#### Set tasks
• a. Answer these questions from the WFP forum thread below:
(i) After the IP-based filter was removed from the inspect sample, what did file transfer speed from shares drop to?
(ii) What line has to go in the main header before the sample will compile with the latest VS2019?
(iii) What does the "upper" WFP part relate the address/port combination to?
• b. Please continue the WFP forum thread below from the point where it stops.

— start of Extracted text —

I also found an interesting old thread in OSR:

https://community.osr.com/discussion/290695/wfp-callout-driver-layer2-filtering

In it @NILC says:

However, I am encapsulating packets and needed the ability to be able to create NBL chains in order to improve performance when dealing with large file transfers and the like (i.e. typically for every 1 packet during an SMB file transfer one needs to generate at least 2 packets per 1 original packet because of MTU issues)

But i don’t get why “for every 1 packet during an SMB file transfer one needs to generate at least 2 packets per 1 original packet because of MTU issues”? And what does it mean to encapsulate packets for overcoming this issue?

@brad_H said:

@craig_howard said:
I would definitely build the “inspect” WFP sample and have it do the same kind of packet scan (or even just a short delay, to simulate a scan) and see what the result is …

Well i tried the inspect WFP that Microsoft has written to see how well the WFP performs.

But to my surprise its even worse than NDIS. After i removed the IP based filter (because the default code only monitors one IP), file transfer speed from shares get reduced from 80MB/s to 20MB/s, and this is without me implementing any packet content checking! note that in the case of NDIS it only got reduced after i implemented a simple packet checking.

So is this normal? why is WFP so much worse than NDIS in terms of reducing the transfer speed of files through shares?

Note that the only thing i change in the Inspect source code was the IP based filter.

So… what should i test next? does this mean NDIS is better for deep packet inspection?

(We want to monitor every IP and port, so adding port/IP filters is not gonna work)

Hmm … OK, my interest has been piqued so I’m going to load up the WFP filter and see what’s up … so that we’re on the same sheet of music, could you verify some of my assumptions …

  • You’re using the “inspect” WFP sample on the github repo, which was updated two months ago
  • You’re using the latest VS2019 … which you’ll know is the latest because the sample won’t compile without putting the line “#define _NO_CRT_STDIO_INLINE” in the main header before anything else due to a bug that the MS folks introduced in the latest update
  • You’re doing all of the packet introspection in the context of the filter; no passing data into userland, no IOCTL’s, nothing, everything entirely done in the kernel context. I plan on simply sniffing the packet header looking for the IP of a machine on my network and putting out a debug message when that hits, so as to minimize any performance impact from the introspection
  • You’re examining raw TCP and UDP packets, without any SSL decodes
  • You’re running in debug mode under the KMDF verifier

Are these assumption accurate?

We want to monitor every IP and port, so adding port/IP filters is not gonna work

What are you going to do with this info in your NDIS driver ? Unless we are speaking about the requests on some well-known in advance port that is associated with a certain well-known service, the address/port combination alone may not always be sufficient to identify your target recipient /sender process, which means you need a WPF part of the solution anyway. This “upper” WFP part is going to relate the address/port combination to a particular process, which allows the “lower” NDIS filter to make the actual use of this info.

— end of Extracted text —
— start of Recorded data —

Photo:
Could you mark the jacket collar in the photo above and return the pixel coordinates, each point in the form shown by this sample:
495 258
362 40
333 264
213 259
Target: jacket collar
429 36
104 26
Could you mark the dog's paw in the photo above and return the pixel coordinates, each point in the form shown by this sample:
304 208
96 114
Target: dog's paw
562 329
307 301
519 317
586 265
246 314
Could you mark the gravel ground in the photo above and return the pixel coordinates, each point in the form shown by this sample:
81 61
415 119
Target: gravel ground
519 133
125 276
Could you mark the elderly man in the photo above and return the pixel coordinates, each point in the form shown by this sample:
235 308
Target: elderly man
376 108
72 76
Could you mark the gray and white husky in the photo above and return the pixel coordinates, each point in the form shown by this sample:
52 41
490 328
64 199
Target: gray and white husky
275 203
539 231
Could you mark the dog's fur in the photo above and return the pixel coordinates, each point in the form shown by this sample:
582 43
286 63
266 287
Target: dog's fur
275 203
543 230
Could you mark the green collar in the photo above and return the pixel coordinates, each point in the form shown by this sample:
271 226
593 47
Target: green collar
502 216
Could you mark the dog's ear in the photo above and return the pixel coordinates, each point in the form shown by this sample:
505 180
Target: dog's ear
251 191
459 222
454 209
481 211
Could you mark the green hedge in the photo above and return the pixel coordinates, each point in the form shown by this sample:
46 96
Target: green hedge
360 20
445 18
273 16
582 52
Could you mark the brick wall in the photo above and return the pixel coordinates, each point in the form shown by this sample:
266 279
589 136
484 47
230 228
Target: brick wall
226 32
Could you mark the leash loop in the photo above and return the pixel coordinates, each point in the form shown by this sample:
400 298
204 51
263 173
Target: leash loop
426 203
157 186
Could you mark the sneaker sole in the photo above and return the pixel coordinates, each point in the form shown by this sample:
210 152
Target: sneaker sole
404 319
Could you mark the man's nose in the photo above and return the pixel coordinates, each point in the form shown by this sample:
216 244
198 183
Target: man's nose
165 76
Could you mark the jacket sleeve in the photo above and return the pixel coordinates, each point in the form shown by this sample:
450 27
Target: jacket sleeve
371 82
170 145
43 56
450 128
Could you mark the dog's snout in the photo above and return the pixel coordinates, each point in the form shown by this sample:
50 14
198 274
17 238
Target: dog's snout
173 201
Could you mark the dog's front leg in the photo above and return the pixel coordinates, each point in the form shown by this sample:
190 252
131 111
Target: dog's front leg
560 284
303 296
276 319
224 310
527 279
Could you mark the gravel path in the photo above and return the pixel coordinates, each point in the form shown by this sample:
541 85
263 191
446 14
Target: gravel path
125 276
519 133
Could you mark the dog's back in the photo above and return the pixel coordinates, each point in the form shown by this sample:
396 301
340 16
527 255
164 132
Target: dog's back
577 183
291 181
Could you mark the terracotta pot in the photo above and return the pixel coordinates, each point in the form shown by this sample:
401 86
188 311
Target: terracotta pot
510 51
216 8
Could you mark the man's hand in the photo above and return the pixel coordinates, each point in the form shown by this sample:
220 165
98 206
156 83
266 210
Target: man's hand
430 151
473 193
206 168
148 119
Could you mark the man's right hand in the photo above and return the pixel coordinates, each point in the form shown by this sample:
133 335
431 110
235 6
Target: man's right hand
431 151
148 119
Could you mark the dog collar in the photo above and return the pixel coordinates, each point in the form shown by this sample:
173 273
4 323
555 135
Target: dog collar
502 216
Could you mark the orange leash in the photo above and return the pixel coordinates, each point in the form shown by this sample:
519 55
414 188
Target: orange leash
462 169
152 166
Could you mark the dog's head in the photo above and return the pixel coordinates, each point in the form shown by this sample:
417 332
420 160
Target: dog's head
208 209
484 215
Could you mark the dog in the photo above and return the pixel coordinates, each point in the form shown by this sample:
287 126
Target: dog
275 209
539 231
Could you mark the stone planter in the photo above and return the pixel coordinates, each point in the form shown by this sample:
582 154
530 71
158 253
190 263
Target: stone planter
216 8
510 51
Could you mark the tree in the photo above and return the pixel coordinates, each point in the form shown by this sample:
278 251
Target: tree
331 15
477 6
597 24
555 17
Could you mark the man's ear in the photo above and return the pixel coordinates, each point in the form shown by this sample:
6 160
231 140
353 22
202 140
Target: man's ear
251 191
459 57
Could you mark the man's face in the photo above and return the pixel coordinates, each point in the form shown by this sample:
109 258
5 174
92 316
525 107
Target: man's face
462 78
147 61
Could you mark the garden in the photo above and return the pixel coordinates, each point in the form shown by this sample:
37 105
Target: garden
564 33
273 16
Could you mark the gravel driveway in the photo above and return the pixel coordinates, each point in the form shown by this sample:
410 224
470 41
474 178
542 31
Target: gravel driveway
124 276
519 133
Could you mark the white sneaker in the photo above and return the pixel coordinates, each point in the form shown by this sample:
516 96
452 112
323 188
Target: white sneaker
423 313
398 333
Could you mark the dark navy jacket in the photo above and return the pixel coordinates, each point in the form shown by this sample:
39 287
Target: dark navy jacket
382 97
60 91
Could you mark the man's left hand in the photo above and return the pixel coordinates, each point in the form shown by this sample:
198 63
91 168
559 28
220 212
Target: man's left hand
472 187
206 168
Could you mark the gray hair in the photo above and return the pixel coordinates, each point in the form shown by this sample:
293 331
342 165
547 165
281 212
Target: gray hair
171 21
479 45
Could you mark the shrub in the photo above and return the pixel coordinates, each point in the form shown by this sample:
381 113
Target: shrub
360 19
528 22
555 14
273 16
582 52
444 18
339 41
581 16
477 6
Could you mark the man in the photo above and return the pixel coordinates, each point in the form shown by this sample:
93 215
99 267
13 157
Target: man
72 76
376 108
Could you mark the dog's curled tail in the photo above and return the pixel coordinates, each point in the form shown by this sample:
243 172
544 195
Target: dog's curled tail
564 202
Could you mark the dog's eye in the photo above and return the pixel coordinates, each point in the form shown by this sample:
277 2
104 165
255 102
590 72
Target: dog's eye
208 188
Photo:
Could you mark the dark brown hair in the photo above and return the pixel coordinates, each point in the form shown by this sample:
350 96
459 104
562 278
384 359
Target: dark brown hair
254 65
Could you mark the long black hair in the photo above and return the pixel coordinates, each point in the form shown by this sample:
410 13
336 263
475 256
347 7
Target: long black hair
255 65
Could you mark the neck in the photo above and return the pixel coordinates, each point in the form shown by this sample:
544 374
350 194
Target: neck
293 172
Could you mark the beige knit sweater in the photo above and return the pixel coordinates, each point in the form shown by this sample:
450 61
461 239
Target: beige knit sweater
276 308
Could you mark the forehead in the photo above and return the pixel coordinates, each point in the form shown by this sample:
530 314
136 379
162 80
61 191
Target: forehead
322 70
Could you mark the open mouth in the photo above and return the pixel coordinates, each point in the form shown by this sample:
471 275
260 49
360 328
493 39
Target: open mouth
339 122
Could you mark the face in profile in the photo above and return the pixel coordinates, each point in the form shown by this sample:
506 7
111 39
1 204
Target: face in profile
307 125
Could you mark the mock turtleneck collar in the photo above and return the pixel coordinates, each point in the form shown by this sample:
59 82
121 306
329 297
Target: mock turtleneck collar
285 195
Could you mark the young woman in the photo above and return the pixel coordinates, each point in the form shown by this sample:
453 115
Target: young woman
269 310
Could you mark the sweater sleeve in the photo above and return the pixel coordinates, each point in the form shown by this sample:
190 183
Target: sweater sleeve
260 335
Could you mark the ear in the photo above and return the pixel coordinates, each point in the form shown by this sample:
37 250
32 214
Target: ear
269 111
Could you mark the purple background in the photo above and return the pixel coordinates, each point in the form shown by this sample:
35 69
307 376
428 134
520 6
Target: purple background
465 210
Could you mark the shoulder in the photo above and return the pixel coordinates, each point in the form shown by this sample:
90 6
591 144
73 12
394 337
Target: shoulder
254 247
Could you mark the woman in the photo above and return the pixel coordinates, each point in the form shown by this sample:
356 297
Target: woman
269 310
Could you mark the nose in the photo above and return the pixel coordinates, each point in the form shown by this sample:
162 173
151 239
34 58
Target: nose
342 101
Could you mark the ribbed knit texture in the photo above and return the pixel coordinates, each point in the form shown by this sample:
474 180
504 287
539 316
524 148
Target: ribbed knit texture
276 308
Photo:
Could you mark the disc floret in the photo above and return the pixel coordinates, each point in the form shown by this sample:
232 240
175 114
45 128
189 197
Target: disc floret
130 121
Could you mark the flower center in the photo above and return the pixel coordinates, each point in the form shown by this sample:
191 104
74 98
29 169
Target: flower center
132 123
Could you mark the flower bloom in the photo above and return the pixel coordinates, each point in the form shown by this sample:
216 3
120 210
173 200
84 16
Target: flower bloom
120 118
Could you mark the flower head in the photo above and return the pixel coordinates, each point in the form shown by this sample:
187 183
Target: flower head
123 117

— end of Recorded data —

#### Answer list
• a.
(i) 20MB/s, down from 80MB/s.
(ii) "#define _NO_CRT_STDIO_INLINE"
(iii) A particular process.

• b.
In fact, WFP part alone should normally suffice. Introducing NDIS filter is nothing more than just an optomisation that allows you to block the “undesirable” packets before they have even had a chance to reach the protocol stack, effectively improving the performance. However, the opposite is not true - as long as you want to relate your target packets of interest to some particular process, WFP-level part if the solution is the absolute must

This is not gonna work, because in the case of many exploits, if you let one packet slide then the attacker all of the sudden
has kernel code execution.

Well, if this is the case, it means that the target machine has been already compromised right at the kernel level, right? This, in turn, automatically implies that it is already too late to do anything about it. Just to give you an idea, what hold the KM attacker back from simply modifying the callback chain, effectively disabling your driver(s) and turning it into a piece of the dead code that never ever actually gets executed, despite being physically loaded in RAM???

Anton Bassov

@brad_H said:

@MBond2 said:
There is another way to approach this problem though. Instead of scanning data in advance of forwarding it up, you can copy it and scan it after it has been forwarded. if anything of interest is found, then you can flag the connection and take whatever remedial action seems good to you (black holing and tar pit schemes are especially effective as they waste the resources of your attacker).

This is not gonna work, because in the case of many exploits, if you let one packet slide then the attacker all of the sudden has kernel code execution.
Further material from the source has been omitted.